▶ 题目 a
找出下面记录中含有“market”这个词的所有行，并逐行照抄出来。

▶ 节选文本
====================
我们将网络打印出来,选择“(80, 120, [3, 5, 7], [1, 1], [1, 1], 1, 6, ‘Swish’, 0.5),”这组配置,结合MixNetBlock的代码来学习。

 (10): MixNetBlock(
      (conv): Sequential(
        (0): Sequential(
          (0): GroupedConv2d(
            (grouped_conv): ModuleList(
              (0): Conv2d(40, 240, kernel_size=(1, 1), stride=(1, 1), bias=False)
              (1): Conv2d(40, 240, kernel_size=(1, 1), stride=(1, 1), bias=False)
            )
          )
          (1): BatchNorm2d(480, eps=1e-05, momentum=0.1, affine=True, track_running_stats=True)
          (2): Swish(
            (sigmoid): Sigmoid()
          )
        )
        (1): Sequential(
          (0): MDConv(
            (mixed_depthwise_conv): ModuleList(
              (0): Conv2d(160, 160, kernel_size=(3, 3), stride=(1, 1), padding=(1, 1), groups=160, bias=False)
              (1): Conv2d(160, 160, kernel_size=(5, 5), stride=(1, 1), padding=(2, 2), groups=160, bias=False)
              (2): Conv2d(160, 160, kernel_size=(7, 7), stride=(1, 1), padding=(3, 3), groups=160, bias=False)
            )
          )
          (1): BatchNorm2d(480, eps=1e-05, momentum=0.1, affine=True, track_running_stats=True)
====================
▶ 所给资料
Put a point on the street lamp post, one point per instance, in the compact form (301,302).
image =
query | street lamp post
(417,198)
====================
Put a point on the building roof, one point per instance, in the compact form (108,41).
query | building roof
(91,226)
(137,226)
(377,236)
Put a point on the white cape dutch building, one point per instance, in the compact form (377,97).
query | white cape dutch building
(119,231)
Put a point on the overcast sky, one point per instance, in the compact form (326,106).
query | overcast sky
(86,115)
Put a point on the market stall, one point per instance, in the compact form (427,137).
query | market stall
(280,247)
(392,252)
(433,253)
====================
▶ 题目 b
上面那段讲解 MixNetBlock 网络结构的选文停在中途，从它的最后一行之后接着往下写。

▶ 书面作答 a
Put a point on the market stall, one point per instance, in the compact form (427,137).
query | market stall

▶ 书面作答 b
          (2): Swish(
            (sigmoid): Sigmoid()
          )
        )
        (2): SqueezeAndExcite(
          (se_reduce): Conv2d(480, 40, kernel_size=(1, 1), stride=(1, 1))
          (non_linear1): Swish(
            (sigmoid): Sigmoid()
          )
          (se_expand): Conv2d(40, 480, kernel_size=(1, 1), stride=(1, 1))
          (non_linear2): Sigmoid()
        )
        (3): Sequential(
          (0): GroupedConv2d(
            (grouped_conv): ModuleList(
              (0): Conv2d(240, 60, kernel_size=(1, 1), stride=(1, 1), bias=False)
              (1): Conv2d(240, 60, kernel_size=(1, 1), stride=(1, 1), bias=False)
            )
          )
          (1): BatchNorm2d(120, eps=1e-05, momentum=0.1, affine=True, track_running_stats=True)
        )
      )
    )

pw_expansion:通道扩展,将80个通道拆为两个40的channel作为卷积的输出,输入的channel×expand_ratio作为扩张的输出,然后拼接位480channel的特征图。

将480的channel拆解位3个160的channel,分别输入到混合卷积中,混合卷积由3×3、5×5和7×7构成的分组卷积中,分组为160,计算完成后拼接成480channel的特征图。

将特征图数据SE注意力中,计算完成后得到480channel的特征图。

最后,将480channel的特征图拆为两个240的特征图,分别输入到1×1的卷积中,得到60channel的特征图,然后,做拼接,得到120channel的特征图。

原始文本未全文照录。